• [What you are asked to do]
Rewrite the entries below, changing every "marker" to "dot" and leaving everything else the same.

• [Records shown]
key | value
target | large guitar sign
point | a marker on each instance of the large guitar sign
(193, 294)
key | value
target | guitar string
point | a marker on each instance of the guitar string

• [Exercise solution]
key | value
target | large guitar sign
point | a dot on each instance of the large guitar sign
(193, 294)
key | value
target | guitar string
point | a dot on each instance of the guitar string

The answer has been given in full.